§ WHAT TO DO
Repeat the following lines exactly and nothing else: the line containing "Provide the mask of every instance of the green hedge" and each line after it through the end of the listing.

§ GIVEN INFORMATION
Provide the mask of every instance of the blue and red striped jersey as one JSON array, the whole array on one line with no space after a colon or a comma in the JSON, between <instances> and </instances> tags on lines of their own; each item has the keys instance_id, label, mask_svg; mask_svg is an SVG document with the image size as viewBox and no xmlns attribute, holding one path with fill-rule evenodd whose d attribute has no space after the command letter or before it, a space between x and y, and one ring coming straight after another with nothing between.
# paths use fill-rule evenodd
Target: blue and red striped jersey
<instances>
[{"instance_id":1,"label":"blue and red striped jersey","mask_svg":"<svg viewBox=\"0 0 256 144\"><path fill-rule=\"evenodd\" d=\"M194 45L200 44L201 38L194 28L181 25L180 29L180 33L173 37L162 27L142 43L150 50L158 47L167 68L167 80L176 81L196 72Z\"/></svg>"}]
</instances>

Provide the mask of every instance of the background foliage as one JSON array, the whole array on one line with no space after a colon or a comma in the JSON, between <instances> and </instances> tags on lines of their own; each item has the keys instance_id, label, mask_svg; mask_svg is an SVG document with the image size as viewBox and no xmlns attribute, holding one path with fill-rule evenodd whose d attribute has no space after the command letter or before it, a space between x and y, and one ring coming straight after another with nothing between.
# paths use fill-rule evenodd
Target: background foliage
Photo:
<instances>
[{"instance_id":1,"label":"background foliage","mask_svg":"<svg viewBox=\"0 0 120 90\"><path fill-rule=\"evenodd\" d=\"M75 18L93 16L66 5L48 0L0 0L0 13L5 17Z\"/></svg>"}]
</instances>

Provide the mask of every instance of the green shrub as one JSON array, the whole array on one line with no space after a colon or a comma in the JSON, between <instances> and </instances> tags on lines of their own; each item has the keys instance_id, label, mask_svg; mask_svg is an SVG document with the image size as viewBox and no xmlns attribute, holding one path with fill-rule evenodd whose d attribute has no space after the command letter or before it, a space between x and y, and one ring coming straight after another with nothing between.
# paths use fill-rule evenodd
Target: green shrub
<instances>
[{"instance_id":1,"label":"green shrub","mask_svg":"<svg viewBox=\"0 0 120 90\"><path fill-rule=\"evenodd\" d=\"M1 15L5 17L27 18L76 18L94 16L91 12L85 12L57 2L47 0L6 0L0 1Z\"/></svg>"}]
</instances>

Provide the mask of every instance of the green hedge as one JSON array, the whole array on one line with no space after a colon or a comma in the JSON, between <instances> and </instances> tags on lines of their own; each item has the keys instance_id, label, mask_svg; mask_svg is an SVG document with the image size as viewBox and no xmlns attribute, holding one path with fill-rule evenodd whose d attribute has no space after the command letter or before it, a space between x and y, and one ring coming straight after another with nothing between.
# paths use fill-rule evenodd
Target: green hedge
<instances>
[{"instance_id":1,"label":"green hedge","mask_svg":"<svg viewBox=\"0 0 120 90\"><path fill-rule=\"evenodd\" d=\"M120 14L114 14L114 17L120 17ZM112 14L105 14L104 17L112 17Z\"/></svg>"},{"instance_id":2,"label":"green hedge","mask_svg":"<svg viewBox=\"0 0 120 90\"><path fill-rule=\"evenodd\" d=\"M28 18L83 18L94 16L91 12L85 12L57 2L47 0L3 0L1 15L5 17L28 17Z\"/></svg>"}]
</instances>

§ CORRECT ANSWER
Provide the mask of every instance of the green hedge as one JSON array, the whole array on one line with no space after a colon or a comma in the JSON, between <instances> and </instances> tags on lines of their own; each item has the keys instance_id, label, mask_svg; mask_svg is an SVG document with the image size as viewBox and no xmlns attribute, holding one path with fill-rule evenodd whose d attribute has no space after the command letter or before it, a space between x and y, and one ring coming straight after another with nothing between.
# paths use fill-rule evenodd
Target: green hedge
<instances>
[{"instance_id":1,"label":"green hedge","mask_svg":"<svg viewBox=\"0 0 120 90\"><path fill-rule=\"evenodd\" d=\"M120 14L114 14L114 17L120 17ZM112 14L105 14L104 17L112 17Z\"/></svg>"},{"instance_id":2,"label":"green hedge","mask_svg":"<svg viewBox=\"0 0 120 90\"><path fill-rule=\"evenodd\" d=\"M28 18L83 18L94 16L91 12L85 12L57 2L47 0L3 0L1 15L5 17L28 17Z\"/></svg>"}]
</instances>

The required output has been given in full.